(Image object location entries)
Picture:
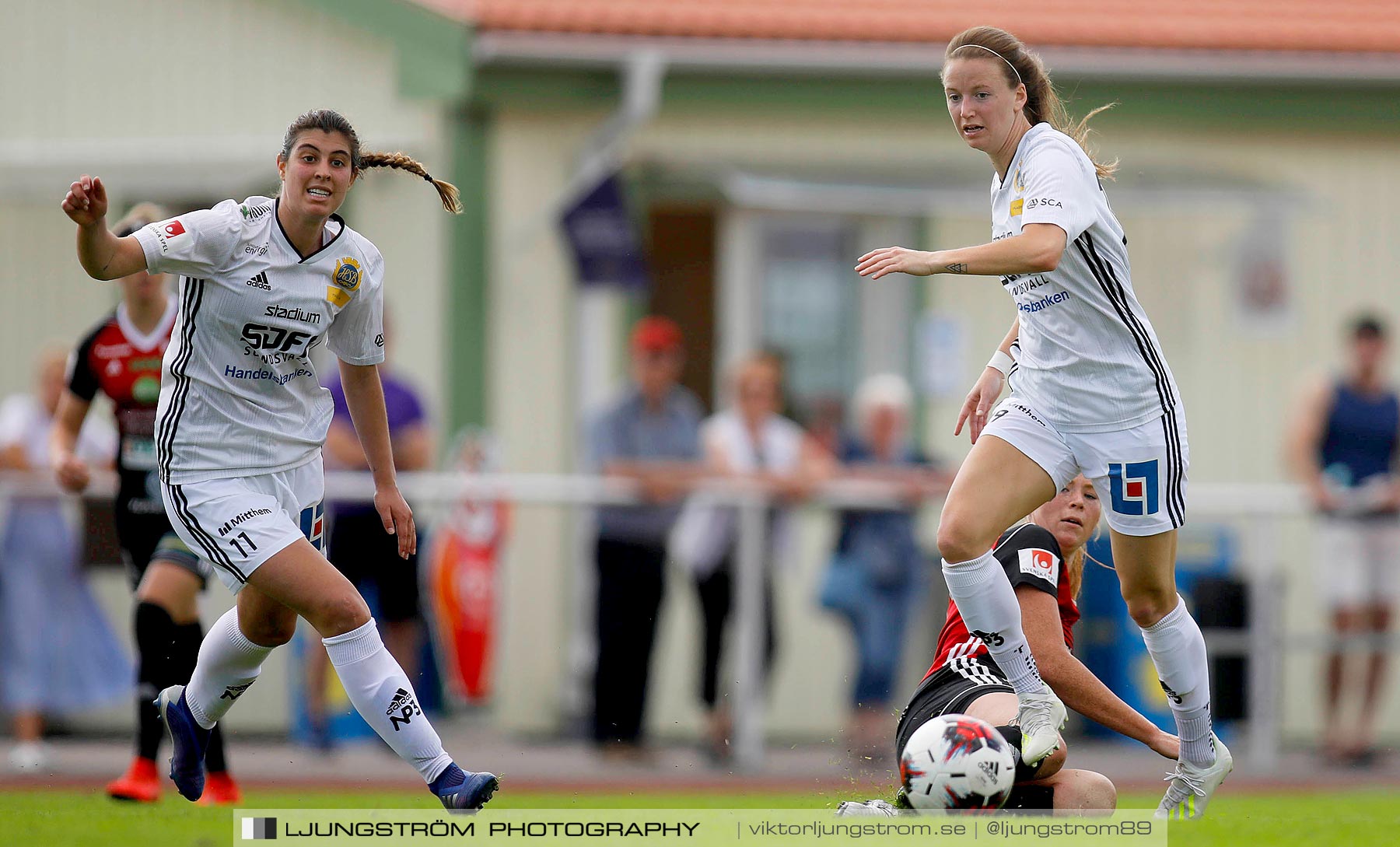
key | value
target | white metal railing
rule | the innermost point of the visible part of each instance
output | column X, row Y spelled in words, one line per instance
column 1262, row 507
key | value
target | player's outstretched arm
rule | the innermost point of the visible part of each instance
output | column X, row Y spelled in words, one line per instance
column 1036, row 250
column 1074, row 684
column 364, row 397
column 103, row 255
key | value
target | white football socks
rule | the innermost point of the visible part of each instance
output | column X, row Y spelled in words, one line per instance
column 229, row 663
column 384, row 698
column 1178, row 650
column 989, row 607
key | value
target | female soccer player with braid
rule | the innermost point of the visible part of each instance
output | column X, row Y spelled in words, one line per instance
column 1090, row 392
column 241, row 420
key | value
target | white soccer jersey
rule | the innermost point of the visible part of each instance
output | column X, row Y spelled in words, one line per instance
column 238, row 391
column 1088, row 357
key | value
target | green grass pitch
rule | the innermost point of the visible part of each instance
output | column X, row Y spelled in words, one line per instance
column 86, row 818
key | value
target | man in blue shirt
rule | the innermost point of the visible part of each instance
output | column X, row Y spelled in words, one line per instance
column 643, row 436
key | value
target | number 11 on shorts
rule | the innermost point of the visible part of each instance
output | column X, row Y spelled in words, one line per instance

Given instruction » Copy all of the entries above word for word, omitting the pictures.

Task response »
Picture:
key | value
target | white metal railing
rule | the innermost point of the visible part of each instance
output | column X, row Y spelled in words, one line per instance
column 1262, row 507
key | value
target | player's outstretched arm
rule | the innermost point of the visible part of each instance
output | column X, row Y spelled in words, one line per instance
column 1036, row 250
column 1074, row 684
column 364, row 397
column 103, row 255
key | value
target | white football socks
rule | the innermost point of the visible part of each instance
output | column X, row Y spelled in words, one line per instance
column 229, row 663
column 384, row 698
column 1178, row 650
column 989, row 607
key | value
target | female soccer player with braid
rule | the innermost point of the visible part of each instance
output | column X, row Y spelled in words, one line per instance
column 1090, row 392
column 241, row 420
key | value
target | white soccer jersey
rule | the innermost point of the visible part of each instance
output | column X, row Y spelled in words, one line per instance
column 238, row 391
column 1088, row 357
key | value
target | green grass pitch
rule | the innermost point of the visible part of each instance
output | column X, row Y spelled in words, one line per instance
column 86, row 818
key | value
target | man in blue shirt
rule | the innermost point of the visible part of each instance
output | column X, row Y spelled in words, one line per instance
column 643, row 436
key | value
target | number 11 on shorts
rule | the innermost point of the visible part of each instance
output | column X, row Y spelled in words, one line per instance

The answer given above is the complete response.